> Page excerpt:

.....

Cornflakes_91 wrote: ↑
Sat Aug 12, 2017 2:50 pm
if you look very closely you'll see that i didnt say "per system damage is bad"
what i am saying is that weapons that can essentially cut away large portions of your equipment in one swoop and without the attacker needing much precision or knowledge to do that is bad.
it just doesnt seem to be any fun losing large chunks of your ship to bad luck or because you got screwed over by the PCG ship generator that dared to give you any protrusions from the ideal solid brick/sphere design.
OK, clarification appreciated.
I'm still not seeing how being able to target specific ship components necessarily winds up being worse for the defender than an overall-damage design, though. If I can destroy some important component of an opponent's ship, and have some reason to be satisfied with that -- rather than continuing to wreak havok until the opponent ship blows up -- isn't that potentially less
hardcore (and unfair-feeling) than a design where there's just a "% damage" number and your ship is destroyed completely once that number >= 100?
To the "protrusions" thing, let's go there next:
Cornflakes_91 wrote: ↑
Sat Aug 12, 2017 2:50 pm
also, how would you define internal structural integrity in an easy to understand and calculate way for many many ships?
how would you model the cutting/holing without making LT a full-blown voxel game?

.....

> What to do:
[1] In the forum discussion about ship damage, which weapons does Cornflakes_91 call bad?
[2] Pick up the forum discussion about ship damage after its final line and keep it going.
The items come from a separate source and have nothing to do with the forum discussion about ship damage.

.....

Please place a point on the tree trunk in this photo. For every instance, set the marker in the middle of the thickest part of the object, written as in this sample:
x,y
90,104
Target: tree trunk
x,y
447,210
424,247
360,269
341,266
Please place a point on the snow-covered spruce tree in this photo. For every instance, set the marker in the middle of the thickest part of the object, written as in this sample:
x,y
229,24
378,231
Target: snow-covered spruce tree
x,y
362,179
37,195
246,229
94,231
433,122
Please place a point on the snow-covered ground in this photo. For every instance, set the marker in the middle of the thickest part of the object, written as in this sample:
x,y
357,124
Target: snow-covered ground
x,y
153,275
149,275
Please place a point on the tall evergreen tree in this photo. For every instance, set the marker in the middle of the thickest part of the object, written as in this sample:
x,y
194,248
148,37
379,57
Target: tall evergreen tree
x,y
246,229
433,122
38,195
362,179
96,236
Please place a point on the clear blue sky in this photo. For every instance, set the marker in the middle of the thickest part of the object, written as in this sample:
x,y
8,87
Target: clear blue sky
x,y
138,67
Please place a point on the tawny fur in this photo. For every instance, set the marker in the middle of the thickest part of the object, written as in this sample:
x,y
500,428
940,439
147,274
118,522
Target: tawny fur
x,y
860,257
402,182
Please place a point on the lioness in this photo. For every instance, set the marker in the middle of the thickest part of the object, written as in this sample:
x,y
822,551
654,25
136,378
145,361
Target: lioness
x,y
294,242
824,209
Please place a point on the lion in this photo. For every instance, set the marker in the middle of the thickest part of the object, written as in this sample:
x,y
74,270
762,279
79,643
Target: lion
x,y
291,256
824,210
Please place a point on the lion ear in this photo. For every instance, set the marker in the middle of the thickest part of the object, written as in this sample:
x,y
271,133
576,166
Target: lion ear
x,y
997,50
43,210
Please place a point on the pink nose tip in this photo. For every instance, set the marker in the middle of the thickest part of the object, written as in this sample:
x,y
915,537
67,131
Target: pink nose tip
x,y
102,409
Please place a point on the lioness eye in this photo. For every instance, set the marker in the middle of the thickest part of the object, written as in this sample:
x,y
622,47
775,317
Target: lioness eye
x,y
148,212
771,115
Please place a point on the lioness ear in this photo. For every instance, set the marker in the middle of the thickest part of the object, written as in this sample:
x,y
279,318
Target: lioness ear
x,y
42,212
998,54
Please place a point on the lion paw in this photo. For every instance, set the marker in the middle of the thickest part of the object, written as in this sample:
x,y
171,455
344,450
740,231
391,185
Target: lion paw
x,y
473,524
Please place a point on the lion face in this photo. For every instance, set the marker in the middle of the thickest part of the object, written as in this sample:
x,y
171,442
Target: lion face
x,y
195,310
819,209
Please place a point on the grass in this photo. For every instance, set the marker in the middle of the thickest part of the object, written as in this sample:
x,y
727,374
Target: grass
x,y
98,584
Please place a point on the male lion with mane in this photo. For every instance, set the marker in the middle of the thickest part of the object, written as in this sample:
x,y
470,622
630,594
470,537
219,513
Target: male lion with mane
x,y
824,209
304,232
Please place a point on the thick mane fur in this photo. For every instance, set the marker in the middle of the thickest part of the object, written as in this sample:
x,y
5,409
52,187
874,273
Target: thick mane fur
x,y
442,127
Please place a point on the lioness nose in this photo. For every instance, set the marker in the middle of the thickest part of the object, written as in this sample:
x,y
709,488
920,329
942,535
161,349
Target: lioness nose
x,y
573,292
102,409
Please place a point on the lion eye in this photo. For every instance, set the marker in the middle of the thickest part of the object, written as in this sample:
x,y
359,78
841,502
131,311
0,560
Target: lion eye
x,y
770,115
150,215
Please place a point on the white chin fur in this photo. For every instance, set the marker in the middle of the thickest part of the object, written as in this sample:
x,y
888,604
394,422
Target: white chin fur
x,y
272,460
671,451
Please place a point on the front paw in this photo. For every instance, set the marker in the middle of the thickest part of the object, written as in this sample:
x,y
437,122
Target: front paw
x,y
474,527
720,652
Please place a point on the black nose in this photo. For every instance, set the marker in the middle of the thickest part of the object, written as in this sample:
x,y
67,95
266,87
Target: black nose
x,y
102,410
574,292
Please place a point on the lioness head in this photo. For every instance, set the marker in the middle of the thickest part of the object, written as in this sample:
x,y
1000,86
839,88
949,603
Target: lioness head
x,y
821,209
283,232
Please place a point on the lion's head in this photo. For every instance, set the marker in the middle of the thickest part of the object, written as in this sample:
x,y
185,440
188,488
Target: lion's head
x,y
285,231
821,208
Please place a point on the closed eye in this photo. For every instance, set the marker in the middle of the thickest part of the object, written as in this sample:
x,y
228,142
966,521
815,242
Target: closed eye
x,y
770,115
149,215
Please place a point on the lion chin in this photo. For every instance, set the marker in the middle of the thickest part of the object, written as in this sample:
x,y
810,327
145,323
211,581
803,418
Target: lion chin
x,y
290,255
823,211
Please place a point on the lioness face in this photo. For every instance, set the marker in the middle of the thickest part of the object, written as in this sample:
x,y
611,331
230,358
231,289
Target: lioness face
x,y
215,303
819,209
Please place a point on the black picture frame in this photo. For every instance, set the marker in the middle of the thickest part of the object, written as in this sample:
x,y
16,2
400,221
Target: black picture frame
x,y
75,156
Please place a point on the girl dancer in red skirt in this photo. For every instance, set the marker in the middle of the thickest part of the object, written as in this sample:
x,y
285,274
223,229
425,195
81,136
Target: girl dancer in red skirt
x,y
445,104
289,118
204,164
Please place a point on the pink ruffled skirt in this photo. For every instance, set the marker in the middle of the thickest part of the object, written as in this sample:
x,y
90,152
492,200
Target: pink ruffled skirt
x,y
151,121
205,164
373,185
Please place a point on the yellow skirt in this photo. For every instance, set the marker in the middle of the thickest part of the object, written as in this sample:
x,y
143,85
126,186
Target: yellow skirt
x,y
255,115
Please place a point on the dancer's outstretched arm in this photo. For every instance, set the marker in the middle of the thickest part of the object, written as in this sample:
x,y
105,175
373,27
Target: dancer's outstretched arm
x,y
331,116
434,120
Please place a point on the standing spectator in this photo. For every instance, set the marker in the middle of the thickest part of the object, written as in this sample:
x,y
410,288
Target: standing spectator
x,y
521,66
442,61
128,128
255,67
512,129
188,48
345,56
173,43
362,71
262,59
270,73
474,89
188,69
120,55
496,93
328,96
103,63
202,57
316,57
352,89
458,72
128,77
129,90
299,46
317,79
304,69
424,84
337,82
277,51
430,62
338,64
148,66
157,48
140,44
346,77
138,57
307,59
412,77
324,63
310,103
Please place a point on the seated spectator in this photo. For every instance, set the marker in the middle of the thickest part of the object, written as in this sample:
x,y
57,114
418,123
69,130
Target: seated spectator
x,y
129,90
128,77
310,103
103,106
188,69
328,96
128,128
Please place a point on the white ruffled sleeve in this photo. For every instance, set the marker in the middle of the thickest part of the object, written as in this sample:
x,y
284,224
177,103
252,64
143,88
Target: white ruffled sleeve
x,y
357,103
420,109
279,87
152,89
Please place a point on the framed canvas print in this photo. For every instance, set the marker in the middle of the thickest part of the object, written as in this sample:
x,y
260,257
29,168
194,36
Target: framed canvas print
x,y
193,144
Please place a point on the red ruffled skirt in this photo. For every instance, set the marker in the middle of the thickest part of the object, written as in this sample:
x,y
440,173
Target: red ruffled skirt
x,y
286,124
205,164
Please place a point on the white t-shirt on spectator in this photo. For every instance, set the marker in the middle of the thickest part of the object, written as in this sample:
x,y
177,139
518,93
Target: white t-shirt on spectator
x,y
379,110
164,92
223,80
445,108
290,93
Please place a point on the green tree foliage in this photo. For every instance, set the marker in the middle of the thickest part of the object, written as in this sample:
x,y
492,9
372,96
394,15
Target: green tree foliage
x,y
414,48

.....

> Results of the exercise:
[1] Weapons that can cut away large portions of your equipment in one swoop without the attacker needing much precision or knowledge to do it.

[2]
Grumblesaur wrote: ↑
Sat Aug 12, 2017 6:00 pm
Freelancer had mechanics for partial ship destruction and weapon loss. You could lose wings or protrusions, as well as the things mounted on the ship's hardpoints (thruster, countermeasure dropper, guns, even your shield module). This is partially because a lot of the ships in Freelancer were originally intended to have animated wing deployment animations, but this feature was dummied out
because the game was rushed. This made the blast radius on explosives pretty deadly, since you could hit several components at once and deal a lot of extra hull damage, and would let you fly ships that are basically falling apart.
This is a cool feature both for aesthetics and strategy, but in Freelancer's case it required ships with predefined sections and joints where the sections could break off. Cornflakes has a point in that if we wanted to achieve this procedurally, there would need to be some kind of voxel system that could determine how to break the ship into chunks.
But making it so that shield, gun, and thruster hardpoints (and similar mounts) are all exposed (and thus, the things attached to them are exposed) would be more interesting than critical existence failure
at zero hit points.
I'm wondering if you guys are thinking about semi-realistically modeling ships: form follows function, where each kind of component produces a certain distinctive visual section of a ship.
With two exceptions, I'm not making that assumption.
What I'm thinking is that, except for guns and engines, ships visually are just all hull structure. As a pilot, you can see the internal systems of your ship schematically
, and their status (which affects performance). And as an enemy pilot, you have access (only notional if you're an NPC pilot) to a bit of UI that -- depending on the quality of your ship's targeting system -- shows you some or all of an enemy ship's components and the percentage chance of an attack on that target succeeding. (Not unlike V.A.T.S. from Fallout, I suppose, only without the magic pausing.)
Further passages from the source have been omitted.